Render the records below, from the line containing "Locate the city" through the line containing "x=548 y=822", as a two-column CSV with the headers record_text and answer. Give one row per record, with each field quoted and line breaks replaced by spaces.

↓

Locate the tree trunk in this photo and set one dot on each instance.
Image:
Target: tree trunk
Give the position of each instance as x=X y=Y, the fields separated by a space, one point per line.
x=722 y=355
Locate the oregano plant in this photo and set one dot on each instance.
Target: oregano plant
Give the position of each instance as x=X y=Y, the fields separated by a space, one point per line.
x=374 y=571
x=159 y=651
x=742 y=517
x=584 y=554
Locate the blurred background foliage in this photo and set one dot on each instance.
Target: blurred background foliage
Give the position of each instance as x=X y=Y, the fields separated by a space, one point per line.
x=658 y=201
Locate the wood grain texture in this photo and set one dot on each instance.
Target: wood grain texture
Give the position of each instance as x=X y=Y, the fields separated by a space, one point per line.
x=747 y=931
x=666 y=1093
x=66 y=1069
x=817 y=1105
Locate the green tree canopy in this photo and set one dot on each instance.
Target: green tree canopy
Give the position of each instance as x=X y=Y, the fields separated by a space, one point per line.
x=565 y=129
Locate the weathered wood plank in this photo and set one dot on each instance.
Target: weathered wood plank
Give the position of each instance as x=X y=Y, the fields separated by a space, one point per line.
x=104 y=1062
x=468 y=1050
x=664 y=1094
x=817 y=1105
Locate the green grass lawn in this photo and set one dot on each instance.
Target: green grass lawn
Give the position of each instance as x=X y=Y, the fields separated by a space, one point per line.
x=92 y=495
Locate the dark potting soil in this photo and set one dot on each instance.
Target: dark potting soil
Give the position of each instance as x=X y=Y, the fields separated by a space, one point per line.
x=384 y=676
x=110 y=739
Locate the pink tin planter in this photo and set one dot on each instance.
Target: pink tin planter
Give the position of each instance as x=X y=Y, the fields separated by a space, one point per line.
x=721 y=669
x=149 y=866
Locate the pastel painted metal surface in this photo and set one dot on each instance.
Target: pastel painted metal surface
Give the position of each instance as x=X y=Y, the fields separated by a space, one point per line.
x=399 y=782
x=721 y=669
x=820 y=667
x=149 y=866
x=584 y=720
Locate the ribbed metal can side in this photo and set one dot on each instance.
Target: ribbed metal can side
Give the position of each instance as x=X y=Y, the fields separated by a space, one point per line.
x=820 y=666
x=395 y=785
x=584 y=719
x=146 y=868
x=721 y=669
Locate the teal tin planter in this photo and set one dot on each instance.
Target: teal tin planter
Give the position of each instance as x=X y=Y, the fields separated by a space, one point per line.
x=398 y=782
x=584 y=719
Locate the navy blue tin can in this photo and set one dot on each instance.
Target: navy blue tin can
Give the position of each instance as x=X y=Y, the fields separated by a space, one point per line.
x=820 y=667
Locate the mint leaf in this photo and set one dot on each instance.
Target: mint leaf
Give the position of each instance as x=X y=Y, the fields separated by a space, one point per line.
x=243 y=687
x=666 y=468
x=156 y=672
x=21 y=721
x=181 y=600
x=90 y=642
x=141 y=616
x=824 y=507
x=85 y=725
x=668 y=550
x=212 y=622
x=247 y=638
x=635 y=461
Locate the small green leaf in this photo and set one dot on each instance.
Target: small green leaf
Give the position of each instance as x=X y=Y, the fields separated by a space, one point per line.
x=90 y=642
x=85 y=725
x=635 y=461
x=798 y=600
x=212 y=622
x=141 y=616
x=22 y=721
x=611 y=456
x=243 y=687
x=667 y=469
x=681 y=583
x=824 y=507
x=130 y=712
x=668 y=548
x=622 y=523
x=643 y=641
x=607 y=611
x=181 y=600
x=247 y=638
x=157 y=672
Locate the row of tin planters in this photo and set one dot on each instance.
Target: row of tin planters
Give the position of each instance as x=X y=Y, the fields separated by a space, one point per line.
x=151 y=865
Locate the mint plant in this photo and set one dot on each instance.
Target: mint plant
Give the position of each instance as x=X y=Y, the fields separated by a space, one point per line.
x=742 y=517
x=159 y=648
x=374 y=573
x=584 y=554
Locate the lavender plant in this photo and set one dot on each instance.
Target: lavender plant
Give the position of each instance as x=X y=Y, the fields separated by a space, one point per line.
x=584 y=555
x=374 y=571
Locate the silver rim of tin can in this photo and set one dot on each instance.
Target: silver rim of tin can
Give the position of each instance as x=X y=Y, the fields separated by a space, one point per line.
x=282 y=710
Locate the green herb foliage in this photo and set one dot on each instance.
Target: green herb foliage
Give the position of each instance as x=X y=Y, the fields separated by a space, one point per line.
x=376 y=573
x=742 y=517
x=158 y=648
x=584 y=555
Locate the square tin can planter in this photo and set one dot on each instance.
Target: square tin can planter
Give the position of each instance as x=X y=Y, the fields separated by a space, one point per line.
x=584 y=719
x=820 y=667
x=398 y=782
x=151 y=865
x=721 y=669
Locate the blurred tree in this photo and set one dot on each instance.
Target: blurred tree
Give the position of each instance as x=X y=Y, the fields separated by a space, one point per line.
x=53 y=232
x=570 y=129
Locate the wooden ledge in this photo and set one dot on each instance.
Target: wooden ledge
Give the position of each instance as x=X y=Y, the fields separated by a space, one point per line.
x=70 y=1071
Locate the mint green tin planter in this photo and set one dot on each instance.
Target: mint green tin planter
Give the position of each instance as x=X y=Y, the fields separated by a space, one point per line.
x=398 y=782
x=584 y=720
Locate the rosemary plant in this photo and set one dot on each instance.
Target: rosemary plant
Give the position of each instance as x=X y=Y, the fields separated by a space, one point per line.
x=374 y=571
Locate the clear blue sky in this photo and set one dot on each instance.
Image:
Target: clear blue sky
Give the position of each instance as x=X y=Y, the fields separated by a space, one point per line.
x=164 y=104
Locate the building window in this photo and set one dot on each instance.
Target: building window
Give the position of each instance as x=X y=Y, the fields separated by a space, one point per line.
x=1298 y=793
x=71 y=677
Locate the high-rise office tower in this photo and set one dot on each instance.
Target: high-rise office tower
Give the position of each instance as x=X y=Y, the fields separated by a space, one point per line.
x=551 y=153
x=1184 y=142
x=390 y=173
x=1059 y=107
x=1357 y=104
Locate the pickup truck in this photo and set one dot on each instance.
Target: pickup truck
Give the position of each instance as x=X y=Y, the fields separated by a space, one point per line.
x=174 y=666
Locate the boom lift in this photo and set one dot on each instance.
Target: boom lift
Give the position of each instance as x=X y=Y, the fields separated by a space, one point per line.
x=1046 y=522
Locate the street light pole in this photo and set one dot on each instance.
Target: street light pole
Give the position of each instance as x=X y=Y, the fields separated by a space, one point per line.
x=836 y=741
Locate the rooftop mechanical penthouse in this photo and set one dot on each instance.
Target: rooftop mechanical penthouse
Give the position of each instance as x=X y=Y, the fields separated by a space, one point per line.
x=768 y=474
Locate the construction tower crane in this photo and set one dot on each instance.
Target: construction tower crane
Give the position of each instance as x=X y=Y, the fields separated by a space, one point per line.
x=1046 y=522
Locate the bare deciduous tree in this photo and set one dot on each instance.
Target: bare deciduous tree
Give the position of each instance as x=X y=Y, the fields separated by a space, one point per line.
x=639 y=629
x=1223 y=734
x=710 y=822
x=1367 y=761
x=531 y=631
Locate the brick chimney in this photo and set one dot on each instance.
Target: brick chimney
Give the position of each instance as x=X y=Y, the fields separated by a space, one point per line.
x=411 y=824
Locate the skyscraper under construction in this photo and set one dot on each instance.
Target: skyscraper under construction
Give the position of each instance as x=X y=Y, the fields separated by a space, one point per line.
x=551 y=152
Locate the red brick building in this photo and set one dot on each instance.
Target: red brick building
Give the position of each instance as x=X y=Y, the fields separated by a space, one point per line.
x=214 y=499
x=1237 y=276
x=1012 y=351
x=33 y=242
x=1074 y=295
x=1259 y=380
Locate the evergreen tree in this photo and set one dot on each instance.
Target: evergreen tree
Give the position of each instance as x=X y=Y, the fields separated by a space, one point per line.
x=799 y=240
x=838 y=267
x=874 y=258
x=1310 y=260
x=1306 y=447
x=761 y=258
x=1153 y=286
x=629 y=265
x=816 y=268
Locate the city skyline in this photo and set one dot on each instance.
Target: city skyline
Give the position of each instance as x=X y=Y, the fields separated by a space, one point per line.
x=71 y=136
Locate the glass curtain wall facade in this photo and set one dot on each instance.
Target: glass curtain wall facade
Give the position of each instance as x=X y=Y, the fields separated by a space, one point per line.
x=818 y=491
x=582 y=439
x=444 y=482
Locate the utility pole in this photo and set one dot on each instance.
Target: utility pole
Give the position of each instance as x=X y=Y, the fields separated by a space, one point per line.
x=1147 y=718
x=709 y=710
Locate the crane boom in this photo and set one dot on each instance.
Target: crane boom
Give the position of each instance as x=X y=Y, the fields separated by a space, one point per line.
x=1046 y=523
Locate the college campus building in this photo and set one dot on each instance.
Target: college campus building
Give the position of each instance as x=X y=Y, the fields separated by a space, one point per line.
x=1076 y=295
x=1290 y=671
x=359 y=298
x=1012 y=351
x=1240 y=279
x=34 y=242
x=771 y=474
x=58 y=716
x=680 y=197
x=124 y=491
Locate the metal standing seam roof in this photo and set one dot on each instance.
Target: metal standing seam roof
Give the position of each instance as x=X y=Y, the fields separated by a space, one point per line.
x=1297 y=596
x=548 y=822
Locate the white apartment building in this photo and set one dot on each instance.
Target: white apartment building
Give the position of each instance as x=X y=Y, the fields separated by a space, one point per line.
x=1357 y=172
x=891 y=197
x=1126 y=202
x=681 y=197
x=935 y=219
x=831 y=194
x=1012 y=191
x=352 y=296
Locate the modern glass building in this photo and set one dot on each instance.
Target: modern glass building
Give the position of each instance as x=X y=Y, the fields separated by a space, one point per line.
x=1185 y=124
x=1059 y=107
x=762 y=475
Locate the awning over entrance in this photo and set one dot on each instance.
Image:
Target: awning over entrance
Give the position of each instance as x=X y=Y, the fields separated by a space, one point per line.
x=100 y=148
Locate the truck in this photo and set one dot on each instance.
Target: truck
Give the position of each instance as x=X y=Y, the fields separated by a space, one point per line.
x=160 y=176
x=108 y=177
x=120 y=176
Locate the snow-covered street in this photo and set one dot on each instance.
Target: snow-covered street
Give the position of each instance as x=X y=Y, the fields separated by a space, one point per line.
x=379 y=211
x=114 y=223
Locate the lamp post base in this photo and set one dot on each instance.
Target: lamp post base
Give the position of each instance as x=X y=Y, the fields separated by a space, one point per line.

↑

- Response to this task
record_text,answer
"Locate the city skyline in this photo and set one dot on each instance. Target: city skyline Give the position of each instance as x=X y=Y, the fields separated by a space, one point per line.","x=71 y=136"
"Locate the glass curtain wall facade in this photo and set one dot on each instance. Target: glass curtain wall facade Give the position of each instance as x=X y=Y, the fields separated by a space, one point per line.","x=818 y=491 x=582 y=439 x=444 y=482"
"Locate the utility pole in this photo and set one dot on each instance. Target: utility pole Give the position of each instance as x=X y=Y, the fields separated by a space, one point per line.","x=1147 y=718 x=709 y=710"
"Locate the crane boom in this photo and set one dot on each instance. Target: crane boom Give the position of each instance as x=X y=Y, the fields separated by a space, one point per line.","x=1046 y=523"
"Locate the college campus building in this photo and set one dot on each instance. Target: college campus building Give the position of each instance as x=X y=Y, the fields separated by a space, one point per line.","x=1076 y=295 x=1290 y=671 x=359 y=298 x=1012 y=351 x=1240 y=279 x=34 y=242 x=771 y=474 x=58 y=716 x=680 y=197 x=124 y=491"
"Locate the metal standing seam roof in this photo and set one dot on each instance. Target: metal standing seam roof Give the position of each instance as x=X y=Y, the fields separated by a space, one point per line.","x=1297 y=596 x=548 y=822"